##### Selected text

Let's assume we send the following event and the timer data is dynamic, i.e. the properties of timer can not be known statically:

logEvent('E1', {
    E1P1: 'activitybar',
    ...f1,
    ...f4,
    timer: {
        waited: 536,
        processing: 43,
        queued: 97,
        elasped: 812
    }
});

The event is constructed in multiple steps, normally scattered across several files:

function logEvent(eventName, eventData) {
    eventData.CP1 = getSQMUserId();
    service.sendEvent(eventName, eventData);
}

let f1 : F1 = { F1P1 : 23 };

let f2 : F2 = { F2P1 : document.getLine(1) };

let f3 : F3 = { F3P1: publisher.displayName };

let f4 : F4 = {
    F4P1: extension.extensionName,
    F4P2: {
        ...f2,
        ...f3
    }
};

logEvent('E1', {
    E1P1: 'activitybar',
    ...f1,
    ...f4,
    timer: {
        waited: 536,
        processing: 43,
        queued: 97,
        elasped: 812
    }
});

In order to extract the event descriptions with simple scanners we use specific comments to describe telemetry events and their properties. We place those comments as close as possible to where the events and properties are generated. The code above would be annotated as follows:

// __GDPR__COMMON__ "CP1" : { "endPoint": "SqmUserId", "classification": "EndUserPseudonymizedInformation", "purpose": "BusinessInsight" }
function logEvent(eventName, eventData) {
    eventData.CP1 = getSQMUserId();
    service.sendEvent(eventName, eventData);
}

/* __GDPR__FRAGMENT__
   "F1" : {
      "F1P1": { "classification": "SystemMetaData", "purpose": "FeatureInsight" }
   }
 */
let f1 : F1 = { F1P1 : 23 };

/* __GDPR__FRAGMENT__
   "F2" : {
      "F2P1" : { "classification": "CustomerContent", "purpose": "PerformanceAndHealth" }
   }
 */
let f2 : F2 = { F2P1 : document.getLine(1) };

/* __GDPR__FRAGMENT__
   "F3" : {
      "F3P1" : { "classification": "PublicPersonalData", "purpose": "FeatureInsight" }
   }
 */
let f3 : F3 = { F3P1: publisher.displayName };

/* __GDPR__FRAGMENT__
   "F4" : {
      "F4P1" : { "classification": "PublicNonPersonalData", "purpose": "FeatureInsight" },
      "F4P2": {
          "${inline}": [
              "${F2}",
              "${F3}"
            ]
        }
   }
 */
let f4 : F4 = {
    F4P1: extension.extensionName,
    F4P2: {
        ...f2,
        ...f3
    }
};

/* __GDPR__
   "E1" : {
      "E1P1" : { "classification": "SystemMetaData", "purpose": "FeatureInsight" },
      "${include}": [
          "${F1}",
          "${F4}"

##########

* _Request 1_: Decide whether each statement agrees with the text on telemetry annotations. Answer yes or no for each, and quote the deciding words of the text. (a) The comments that describe telemetry events are placed as close as possible to where the events and properties are generated. (b) The event is normally constructed in a single file. (c) The properties of timer can be known statically.
* _Request 2_: Rewrite the records between the line holding "Expected: one point per instance of the white yacht" and the line holding "x=727 y=307", inclusive, requests included. Multiply every coordinate in the answers by 0.4 and round to whole numbers, with halves rounding up, and give only those lines.

##### Records for the exercise

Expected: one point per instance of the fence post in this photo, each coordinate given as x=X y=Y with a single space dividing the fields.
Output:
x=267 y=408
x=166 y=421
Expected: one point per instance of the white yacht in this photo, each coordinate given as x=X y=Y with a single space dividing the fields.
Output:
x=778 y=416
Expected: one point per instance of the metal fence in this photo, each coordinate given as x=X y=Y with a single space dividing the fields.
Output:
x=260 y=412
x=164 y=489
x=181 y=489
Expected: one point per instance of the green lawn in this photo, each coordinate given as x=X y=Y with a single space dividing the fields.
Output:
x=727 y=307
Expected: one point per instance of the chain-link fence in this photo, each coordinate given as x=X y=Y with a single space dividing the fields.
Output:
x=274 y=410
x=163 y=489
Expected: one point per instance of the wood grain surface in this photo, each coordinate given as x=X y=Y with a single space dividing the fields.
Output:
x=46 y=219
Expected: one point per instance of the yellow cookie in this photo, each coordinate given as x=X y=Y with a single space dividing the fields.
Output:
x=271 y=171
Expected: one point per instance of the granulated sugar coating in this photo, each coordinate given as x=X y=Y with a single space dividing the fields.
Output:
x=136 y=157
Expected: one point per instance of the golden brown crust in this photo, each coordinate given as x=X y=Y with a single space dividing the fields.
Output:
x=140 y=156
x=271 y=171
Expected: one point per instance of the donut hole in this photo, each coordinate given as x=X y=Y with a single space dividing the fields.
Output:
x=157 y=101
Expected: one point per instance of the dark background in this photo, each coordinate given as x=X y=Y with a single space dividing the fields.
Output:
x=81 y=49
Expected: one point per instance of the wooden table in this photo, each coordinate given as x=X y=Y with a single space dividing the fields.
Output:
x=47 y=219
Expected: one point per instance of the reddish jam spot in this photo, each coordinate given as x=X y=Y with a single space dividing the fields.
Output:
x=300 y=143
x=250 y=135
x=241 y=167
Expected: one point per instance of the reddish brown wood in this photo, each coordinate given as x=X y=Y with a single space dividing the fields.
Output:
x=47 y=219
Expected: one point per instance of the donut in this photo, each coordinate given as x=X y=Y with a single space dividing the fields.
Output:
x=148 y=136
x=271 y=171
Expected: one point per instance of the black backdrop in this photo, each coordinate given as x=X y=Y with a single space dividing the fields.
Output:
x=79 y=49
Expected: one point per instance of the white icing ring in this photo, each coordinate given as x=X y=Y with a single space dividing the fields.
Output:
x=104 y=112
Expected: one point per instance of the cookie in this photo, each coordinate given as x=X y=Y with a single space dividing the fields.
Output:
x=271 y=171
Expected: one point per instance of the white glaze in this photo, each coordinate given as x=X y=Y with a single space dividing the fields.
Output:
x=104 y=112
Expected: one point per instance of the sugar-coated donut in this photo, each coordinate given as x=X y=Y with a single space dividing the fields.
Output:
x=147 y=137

##########

* _Exercise output 1_:
(a) Yes: "We place those comments as close as possible to where the events and properties are generated."
(b) No: "The event is constructed in multiple steps, normally scattered across several files"
(c) No: "the properties of timer can not be known statically"

* _Exercise output 2_:
Expected: one point per instance of the white yacht in this photo, each coordinate given as x=X y=Y with a single space dividing the fields.
Output:
x=311 y=166
Expected: one point per instance of the metal fence in this photo, each coordinate given as x=X y=Y with a single space dividing the fields.
Output:
x=104 y=165
x=66 y=196
x=72 y=196
Expected: one point per instance of the green lawn in this photo, each coordinate given as x=X y=Y with a single space dividing the fields.
Output:
x=291 y=123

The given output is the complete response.